• [Work to complete]:
Every line of the listing must be repeated in the answer without alteration.

• [Entries supplied]:

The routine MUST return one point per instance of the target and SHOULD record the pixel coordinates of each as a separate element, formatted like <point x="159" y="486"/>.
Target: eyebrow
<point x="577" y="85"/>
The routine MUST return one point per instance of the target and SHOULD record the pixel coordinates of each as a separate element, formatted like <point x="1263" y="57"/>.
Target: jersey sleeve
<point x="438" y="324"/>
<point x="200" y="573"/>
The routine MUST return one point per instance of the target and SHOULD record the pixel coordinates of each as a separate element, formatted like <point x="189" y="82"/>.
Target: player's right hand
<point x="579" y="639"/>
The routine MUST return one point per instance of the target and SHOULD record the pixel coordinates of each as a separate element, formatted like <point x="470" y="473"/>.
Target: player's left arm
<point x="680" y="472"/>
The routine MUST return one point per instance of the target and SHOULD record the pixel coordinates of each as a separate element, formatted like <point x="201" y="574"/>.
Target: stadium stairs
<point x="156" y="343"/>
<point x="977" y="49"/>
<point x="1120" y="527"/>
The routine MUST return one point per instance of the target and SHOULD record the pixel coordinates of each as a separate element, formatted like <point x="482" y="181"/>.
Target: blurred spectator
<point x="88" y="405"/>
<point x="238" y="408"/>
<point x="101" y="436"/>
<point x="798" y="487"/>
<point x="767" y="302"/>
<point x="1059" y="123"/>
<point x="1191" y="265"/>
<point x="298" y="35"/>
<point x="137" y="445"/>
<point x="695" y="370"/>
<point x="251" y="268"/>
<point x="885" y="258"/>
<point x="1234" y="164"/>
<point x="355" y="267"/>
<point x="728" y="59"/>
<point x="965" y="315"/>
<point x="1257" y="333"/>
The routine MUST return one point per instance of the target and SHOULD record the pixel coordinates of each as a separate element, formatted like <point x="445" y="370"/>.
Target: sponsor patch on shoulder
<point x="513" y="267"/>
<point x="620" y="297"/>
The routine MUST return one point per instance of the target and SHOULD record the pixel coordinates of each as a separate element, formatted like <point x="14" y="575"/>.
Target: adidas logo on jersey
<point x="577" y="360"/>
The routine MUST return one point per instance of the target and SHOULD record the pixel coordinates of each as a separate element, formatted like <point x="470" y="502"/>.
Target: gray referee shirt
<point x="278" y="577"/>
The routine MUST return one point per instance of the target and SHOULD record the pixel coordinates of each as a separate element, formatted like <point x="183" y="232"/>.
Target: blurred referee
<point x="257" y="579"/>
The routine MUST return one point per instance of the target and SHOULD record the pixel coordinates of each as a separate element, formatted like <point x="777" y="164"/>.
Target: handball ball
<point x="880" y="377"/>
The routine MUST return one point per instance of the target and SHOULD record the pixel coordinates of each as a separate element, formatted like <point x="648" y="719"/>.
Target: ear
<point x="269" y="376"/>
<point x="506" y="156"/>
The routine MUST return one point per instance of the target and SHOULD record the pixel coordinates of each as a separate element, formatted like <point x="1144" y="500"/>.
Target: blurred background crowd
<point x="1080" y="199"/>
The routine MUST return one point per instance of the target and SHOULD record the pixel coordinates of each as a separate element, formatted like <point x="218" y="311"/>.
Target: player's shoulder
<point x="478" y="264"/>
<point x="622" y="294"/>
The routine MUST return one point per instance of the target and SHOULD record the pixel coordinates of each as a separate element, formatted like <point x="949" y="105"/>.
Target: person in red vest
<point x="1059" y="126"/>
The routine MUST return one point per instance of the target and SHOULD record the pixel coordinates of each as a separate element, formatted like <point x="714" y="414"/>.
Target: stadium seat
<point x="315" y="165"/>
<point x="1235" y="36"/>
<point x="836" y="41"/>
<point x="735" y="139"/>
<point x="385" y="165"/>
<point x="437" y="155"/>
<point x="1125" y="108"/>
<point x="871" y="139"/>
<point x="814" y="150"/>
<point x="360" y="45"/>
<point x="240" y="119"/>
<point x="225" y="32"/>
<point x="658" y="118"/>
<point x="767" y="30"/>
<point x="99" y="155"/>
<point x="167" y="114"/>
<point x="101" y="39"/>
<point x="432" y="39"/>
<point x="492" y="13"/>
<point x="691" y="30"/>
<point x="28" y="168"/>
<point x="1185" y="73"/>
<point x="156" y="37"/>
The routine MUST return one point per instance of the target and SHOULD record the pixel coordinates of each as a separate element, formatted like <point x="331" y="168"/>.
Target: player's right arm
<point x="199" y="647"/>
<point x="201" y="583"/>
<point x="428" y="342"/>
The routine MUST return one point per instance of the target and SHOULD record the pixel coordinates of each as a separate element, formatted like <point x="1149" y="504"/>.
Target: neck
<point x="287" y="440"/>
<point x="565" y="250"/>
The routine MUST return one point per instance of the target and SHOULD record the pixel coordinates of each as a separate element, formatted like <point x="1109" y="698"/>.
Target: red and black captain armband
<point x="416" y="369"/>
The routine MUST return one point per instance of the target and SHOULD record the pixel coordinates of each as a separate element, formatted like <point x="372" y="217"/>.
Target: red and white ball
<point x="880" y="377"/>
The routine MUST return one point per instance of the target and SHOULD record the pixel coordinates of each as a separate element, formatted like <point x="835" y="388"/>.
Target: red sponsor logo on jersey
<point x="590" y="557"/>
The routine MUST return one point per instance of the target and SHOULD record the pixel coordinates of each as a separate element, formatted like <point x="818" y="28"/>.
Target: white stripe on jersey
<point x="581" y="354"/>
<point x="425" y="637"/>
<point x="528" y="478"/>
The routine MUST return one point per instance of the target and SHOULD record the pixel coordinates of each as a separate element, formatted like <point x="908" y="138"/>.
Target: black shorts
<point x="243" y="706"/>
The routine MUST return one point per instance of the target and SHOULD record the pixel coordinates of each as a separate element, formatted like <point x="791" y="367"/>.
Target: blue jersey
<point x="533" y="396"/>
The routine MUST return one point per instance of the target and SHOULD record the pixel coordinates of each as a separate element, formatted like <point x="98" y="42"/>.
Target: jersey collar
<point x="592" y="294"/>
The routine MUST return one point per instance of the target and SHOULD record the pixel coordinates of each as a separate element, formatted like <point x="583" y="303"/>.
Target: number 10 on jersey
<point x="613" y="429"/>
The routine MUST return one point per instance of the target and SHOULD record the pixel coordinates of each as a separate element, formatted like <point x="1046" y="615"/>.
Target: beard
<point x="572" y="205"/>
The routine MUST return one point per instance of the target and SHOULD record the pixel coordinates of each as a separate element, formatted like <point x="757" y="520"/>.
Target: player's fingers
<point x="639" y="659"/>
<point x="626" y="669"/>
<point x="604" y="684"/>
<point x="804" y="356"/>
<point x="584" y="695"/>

• [Task result]:
The routine MUST return one point per instance of the target and SHOULD record the pixel coordinates of each as a separate element, formatted like <point x="159" y="486"/>.
Target: eyebrow
<point x="577" y="85"/>
The routine MUST return one point per instance of the target and SHOULD record the pixel coordinates of each as a separate element, formatted like <point x="1263" y="57"/>.
Target: jersey sleeve
<point x="438" y="324"/>
<point x="200" y="573"/>
The routine MUST return one point per instance of the target and SHOULD record the pixel coordinates of each as a separate element, formatted like <point x="189" y="82"/>.
Target: player's right hand
<point x="579" y="639"/>
The routine MUST return one point per instance of the target and SHOULD record the pixel coordinates of each as a separate element, formatted like <point x="470" y="473"/>.
Target: player's left arm
<point x="680" y="472"/>
The routine MUST return one point per instance of the target and SHOULD record the pixel coordinates of each as a separate element, formatted like <point x="201" y="574"/>.
Target: stadium stairs
<point x="156" y="343"/>
<point x="977" y="49"/>
<point x="1120" y="527"/>
The routine MUST return one point per instance of the target and SHOULD record the pixel coordinates of each as a separate element, formatted like <point x="482" y="181"/>.
Target: blurred spectator
<point x="88" y="405"/>
<point x="238" y="408"/>
<point x="101" y="436"/>
<point x="798" y="487"/>
<point x="767" y="302"/>
<point x="1059" y="123"/>
<point x="1191" y="265"/>
<point x="298" y="35"/>
<point x="137" y="445"/>
<point x="695" y="370"/>
<point x="251" y="268"/>
<point x="885" y="258"/>
<point x="1234" y="164"/>
<point x="355" y="267"/>
<point x="728" y="59"/>
<point x="965" y="315"/>
<point x="1257" y="333"/>
The routine MUST return one point per instance of the target and SHOULD record the pixel coordinates of each as a separate element, formatted like <point x="445" y="370"/>.
Target: sponsor patch on shoulder
<point x="513" y="267"/>
<point x="620" y="297"/>
The routine MUST return one point per instance of the target and SHOULD record the pixel coordinates of each as a separate element, formatted like <point x="14" y="575"/>.
Target: adidas logo on jersey
<point x="577" y="360"/>
The routine MUST return one point per instance of the target and SHOULD record the pixel coordinates of each as a separate element, formatted like <point x="470" y="502"/>.
Target: gray referee shirt
<point x="278" y="577"/>
The routine MUST return one point per instance of the target and SHOULD record the pixel coordinates of each as a separate element, formatted like <point x="183" y="232"/>.
Target: blurred referee
<point x="257" y="579"/>
The routine MUST return one point per instance of the target and SHOULD record the pixel coordinates of each as a separate element, formatted like <point x="777" y="164"/>.
Target: handball ball
<point x="880" y="377"/>
The routine MUST return one point per instance of the target and SHOULD record the pixel coordinates of each as a separate element, formatted like <point x="648" y="719"/>.
Target: ear
<point x="269" y="376"/>
<point x="506" y="156"/>
The routine MUST return one point per instance of the target and SHOULD record the pixel coordinates of each as a separate element, formatted like <point x="1144" y="500"/>.
Target: blurred background crowd
<point x="1080" y="199"/>
The routine MUST return one point per instance of the target and SHOULD record the pixel coordinates of each as a separate element, formatted like <point x="218" y="311"/>.
Target: player's shoulder
<point x="478" y="264"/>
<point x="622" y="294"/>
The routine MUST return one point per instance of the target and SHOULD record the pixel coordinates of each as a separate element, formatted like <point x="949" y="105"/>.
Target: person in red vest
<point x="1059" y="126"/>
The routine MUST return one point per instance of the target and SHOULD record the pixel coordinates of each as a separate element, formatted like <point x="714" y="414"/>.
Target: stadium seat
<point x="315" y="165"/>
<point x="1235" y="36"/>
<point x="836" y="41"/>
<point x="735" y="139"/>
<point x="385" y="165"/>
<point x="437" y="155"/>
<point x="1125" y="108"/>
<point x="871" y="139"/>
<point x="814" y="150"/>
<point x="360" y="45"/>
<point x="240" y="119"/>
<point x="225" y="32"/>
<point x="658" y="118"/>
<point x="767" y="30"/>
<point x="99" y="155"/>
<point x="167" y="114"/>
<point x="101" y="39"/>
<point x="432" y="39"/>
<point x="492" y="13"/>
<point x="691" y="30"/>
<point x="28" y="168"/>
<point x="1185" y="73"/>
<point x="156" y="37"/>
The routine MUST return one point per instance of the target and SHOULD record the pixel coordinates of each as a separate element, formatted like <point x="331" y="168"/>.
Target: player's right arm
<point x="199" y="647"/>
<point x="201" y="583"/>
<point x="428" y="342"/>
The routine MUST return one point per instance of the target and SHOULD record the pixel coordinates of each as a separate element, formatted like <point x="1149" y="504"/>.
Target: neck
<point x="287" y="440"/>
<point x="565" y="250"/>
The routine MUST return one point per instance of the target and SHOULD record the pixel coordinates of each as a separate element, formatted like <point x="1109" y="698"/>.
Target: red and black captain armband
<point x="416" y="369"/>
The routine MUST return one point per instance of the target and SHOULD record the pixel coordinates of each as a separate element, formatted like <point x="372" y="217"/>.
Target: red and white ball
<point x="880" y="377"/>
The routine MUST return one point per instance of the target and SHOULD record the pixel coordinates of each as a separate element, formatted like <point x="835" y="388"/>.
Target: red sponsor logo on jersey
<point x="590" y="557"/>
The routine MUST return one point per instance of the target and SHOULD record the pixel coordinates of each as a separate element, formatted like <point x="818" y="28"/>.
Target: white stripe on jersey
<point x="581" y="354"/>
<point x="425" y="637"/>
<point x="528" y="478"/>
The routine MUST return one point per instance of the target and SHOULD record the pixel coordinates of each as a separate element, formatted like <point x="908" y="138"/>.
Target: black shorts
<point x="243" y="706"/>
The routine MUST return one point per instance of the target and SHOULD record the pixel coordinates of each as a separate element, formatted like <point x="791" y="367"/>.
Target: blue jersey
<point x="533" y="396"/>
The routine MUST return one point per instance of the target and SHOULD record the pixel coordinates of each as a separate element, formatted like <point x="98" y="42"/>.
Target: jersey collar
<point x="592" y="294"/>
The routine MUST return one point per instance of the target and SHOULD record the pixel coordinates of each as a separate element, formatted like <point x="583" y="303"/>.
Target: number 10 on jersey
<point x="613" y="429"/>
The routine MUST return one point per instance of the target and SHOULD record the pixel coordinates of each as a separate element, formatted like <point x="1046" y="615"/>.
Target: beard
<point x="572" y="205"/>
The routine MUST return one point per instance of the target and SHOULD record the pixel coordinates of each as a separate element, formatted like <point x="757" y="520"/>.
Target: player's fingers
<point x="639" y="659"/>
<point x="626" y="669"/>
<point x="604" y="684"/>
<point x="804" y="356"/>
<point x="584" y="695"/>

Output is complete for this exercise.